◆ Exercise aim
Exact copies of all the lines below are wanted, without a single picture.

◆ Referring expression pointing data

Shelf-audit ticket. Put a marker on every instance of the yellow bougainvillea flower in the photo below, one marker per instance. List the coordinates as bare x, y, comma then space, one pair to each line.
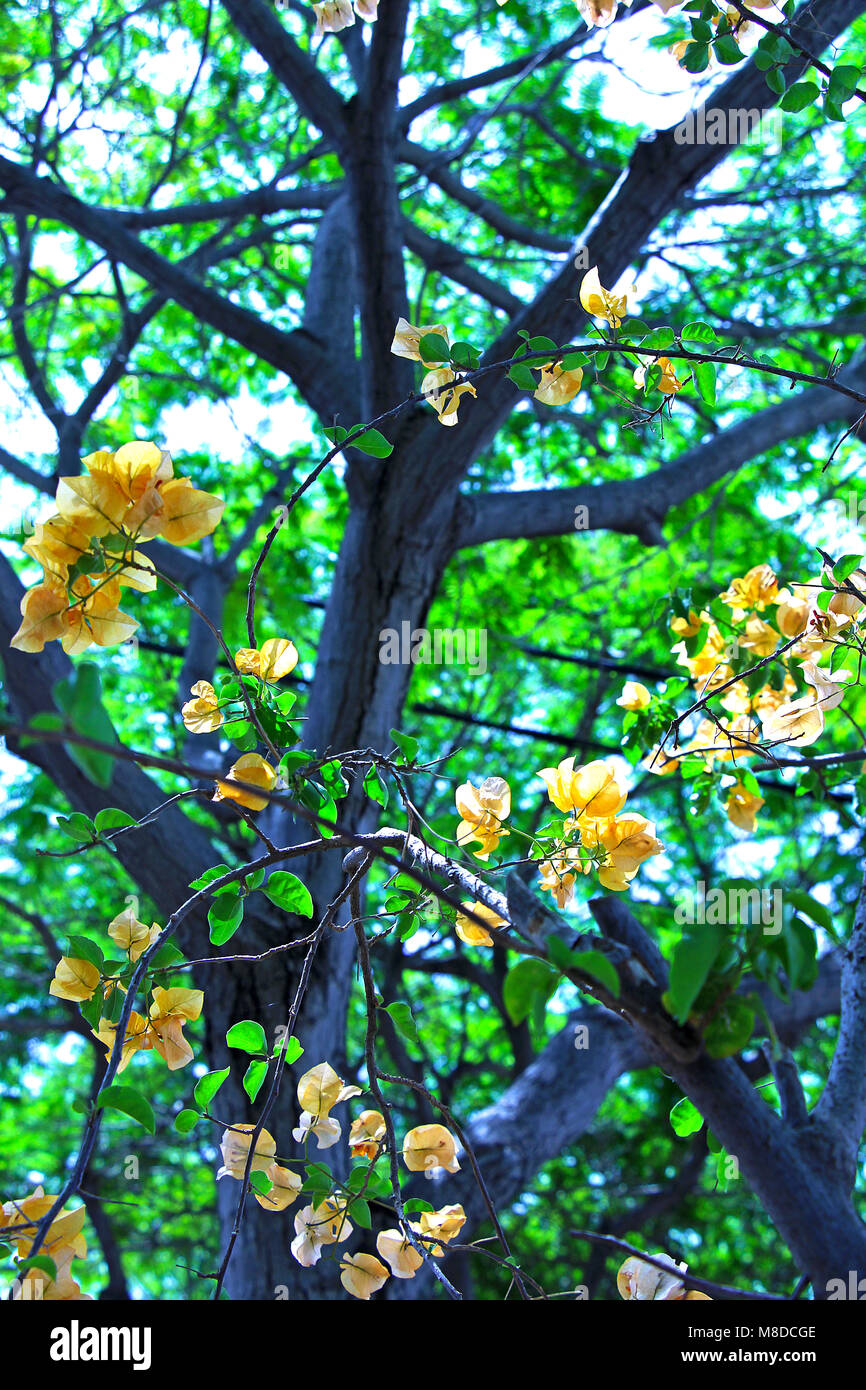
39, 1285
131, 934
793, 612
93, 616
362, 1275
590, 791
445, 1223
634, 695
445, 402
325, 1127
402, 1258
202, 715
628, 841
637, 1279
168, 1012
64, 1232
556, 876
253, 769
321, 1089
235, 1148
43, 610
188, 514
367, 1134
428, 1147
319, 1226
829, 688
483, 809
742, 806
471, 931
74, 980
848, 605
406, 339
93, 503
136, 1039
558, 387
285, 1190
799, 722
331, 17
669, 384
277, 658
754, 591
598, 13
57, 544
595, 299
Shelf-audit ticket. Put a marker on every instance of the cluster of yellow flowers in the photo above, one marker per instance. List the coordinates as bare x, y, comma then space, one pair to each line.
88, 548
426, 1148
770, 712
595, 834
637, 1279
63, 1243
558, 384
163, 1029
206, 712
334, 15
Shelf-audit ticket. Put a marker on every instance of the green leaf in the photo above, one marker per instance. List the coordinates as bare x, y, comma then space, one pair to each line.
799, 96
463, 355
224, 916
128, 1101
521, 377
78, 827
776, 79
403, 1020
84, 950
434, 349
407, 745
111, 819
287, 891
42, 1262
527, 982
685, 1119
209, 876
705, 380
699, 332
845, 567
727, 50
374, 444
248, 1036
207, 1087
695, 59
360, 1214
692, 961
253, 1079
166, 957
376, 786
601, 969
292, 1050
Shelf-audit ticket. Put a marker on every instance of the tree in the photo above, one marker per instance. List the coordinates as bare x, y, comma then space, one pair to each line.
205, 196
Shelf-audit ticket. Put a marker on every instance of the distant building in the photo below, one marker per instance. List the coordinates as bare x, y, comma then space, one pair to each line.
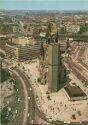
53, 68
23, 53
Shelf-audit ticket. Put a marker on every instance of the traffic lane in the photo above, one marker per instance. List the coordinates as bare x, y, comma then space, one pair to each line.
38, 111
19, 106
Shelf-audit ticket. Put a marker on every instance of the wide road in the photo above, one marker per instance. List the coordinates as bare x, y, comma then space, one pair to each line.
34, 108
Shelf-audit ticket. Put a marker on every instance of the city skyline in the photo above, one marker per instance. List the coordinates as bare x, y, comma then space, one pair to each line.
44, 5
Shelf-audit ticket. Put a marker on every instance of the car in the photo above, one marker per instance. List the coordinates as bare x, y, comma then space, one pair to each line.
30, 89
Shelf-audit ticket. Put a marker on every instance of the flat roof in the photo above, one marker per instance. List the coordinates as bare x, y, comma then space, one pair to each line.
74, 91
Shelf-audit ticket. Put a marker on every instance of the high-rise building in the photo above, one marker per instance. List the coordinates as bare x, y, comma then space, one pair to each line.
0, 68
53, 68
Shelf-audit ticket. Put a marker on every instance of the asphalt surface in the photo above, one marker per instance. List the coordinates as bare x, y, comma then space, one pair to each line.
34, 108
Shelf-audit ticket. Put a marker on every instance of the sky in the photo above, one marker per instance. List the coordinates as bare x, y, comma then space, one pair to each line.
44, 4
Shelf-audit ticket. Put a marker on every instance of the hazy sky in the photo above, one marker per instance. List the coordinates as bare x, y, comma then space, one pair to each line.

◆ Solution for this exercise
Shelf-audit ticket. Put a marker on every instance of the yellow bougainvillea flower in the photo below, one marker per instance. List the coordinates as bare x, y, comma then space, one pair to each line.
39, 1285
131, 934
793, 612
93, 616
362, 1275
590, 791
445, 1223
634, 695
445, 402
325, 1127
402, 1258
202, 715
628, 841
637, 1279
168, 1012
64, 1232
556, 876
253, 769
321, 1089
235, 1148
43, 610
188, 514
367, 1134
428, 1147
319, 1226
829, 688
483, 809
742, 806
471, 931
74, 980
848, 605
406, 339
93, 503
136, 1039
558, 387
285, 1190
799, 722
331, 17
669, 384
277, 658
754, 591
598, 13
57, 544
595, 299
Shelf-audit ticket. Put a marker on every instance of the cluster of yellow flowers in the photo above, one marker per instance. List the coordinates as bare x, y, comma then space, one pair to each line.
88, 548
426, 1148
770, 712
595, 834
637, 1279
63, 1243
558, 384
163, 1029
206, 712
334, 15
Shelf-audit ticket. Put a marker on every instance of the green leaf in the photo above, one marker per instance. List the coordinates as bare x, y, comma then space, one pair to each line.
799, 96
463, 355
224, 916
128, 1101
521, 377
78, 827
776, 79
403, 1020
84, 950
434, 349
407, 745
111, 819
287, 891
42, 1262
527, 982
685, 1119
209, 876
705, 380
699, 332
845, 567
727, 50
374, 444
248, 1036
207, 1087
695, 59
360, 1214
692, 961
253, 1079
166, 957
376, 786
601, 969
292, 1050
Shelf-audit ticket. Put a marker on every instance of the tree in the photo above, one marker per instance. List the coordinates as bare x, y, comma then space, one pair to each line.
205, 196
Shelf-audit ticket. Put a marker on every instance of the distant building in the photo below, one marker per instance. List the coordinates as bare x, y, comma then space, one pair to each line.
53, 68
23, 53
Shelf-audit ticket. Put a marker on every instance of the traffic lane in the photo above, one marker per instance. List the coordinates as bare x, y, comma then space, one pair to each line.
38, 111
19, 106
Shelf-audit ticket. Put a marker on every instance of the wide road in the photo above, one marker per instance. List the coordinates as bare x, y, comma then space, one pair to each line.
34, 108
Shelf-audit ticket. Put a marker on every instance of the city skyline in the photo above, one marker per instance. List the coordinates as bare x, y, comma then space, one pair to each line.
44, 5
Shelf-audit ticket. Put a marker on every instance of the car in the photo above, one marker per instance. List the coordinates as bare x, y, comma then space, one pair to each line.
30, 89
Shelf-audit ticket. Put a marker on every instance of the flat roof in the photo above, one marker per instance. List the coordinates as bare x, y, comma then space, one pair to each line.
74, 91
Shelf-audit ticket. Put a marker on every instance of the high-rise building in the photo above, one marker per instance. List the coordinates as bare x, y, comma then space, one pair to each line.
0, 68
53, 68
Shelf-audit ticket. Put a marker on every instance of the asphalt surface in the photo above, one marker per instance. List the coordinates as bare x, y, comma then space, one pair to each line.
34, 108
Shelf-audit ticket. Put a marker on every instance of the sky in the photo above, one marker per instance. List the coordinates as bare x, y, comma then space, one pair to each line.
44, 4
Shelf-audit ticket. Put a marker on every instance of the hazy sky in the photo above, one marker per instance. List the coordinates as bare x, y, comma then space, one pair to each line.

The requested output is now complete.